[Source data]
+ + +

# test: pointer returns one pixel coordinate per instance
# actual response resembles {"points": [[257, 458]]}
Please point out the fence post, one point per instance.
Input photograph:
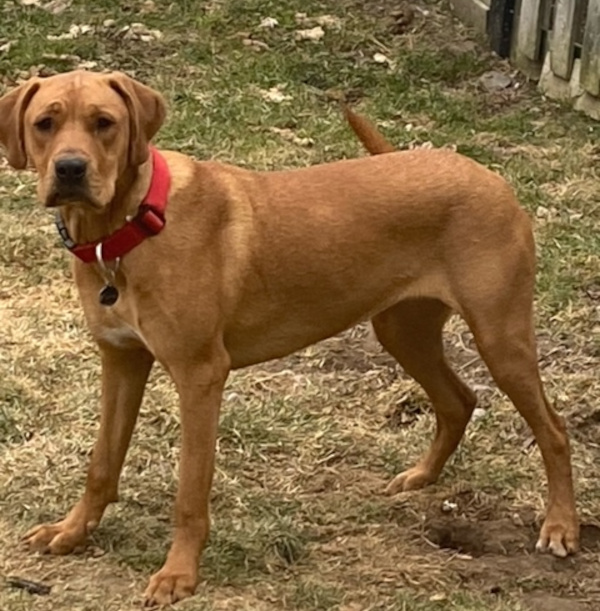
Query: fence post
{"points": [[529, 34], [590, 54], [566, 19]]}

+ + +

* Task brief: Begin with the line that contains "# actual response" and repeat every line through the end of the data, exactly and only those lines, leaving out the pictures.

* Result for this exercise:
# actual response resembles {"points": [[257, 458]]}
Please point out the fence post, one point per instance.
Input photograph:
Query: fence post
{"points": [[529, 34], [590, 54], [566, 19]]}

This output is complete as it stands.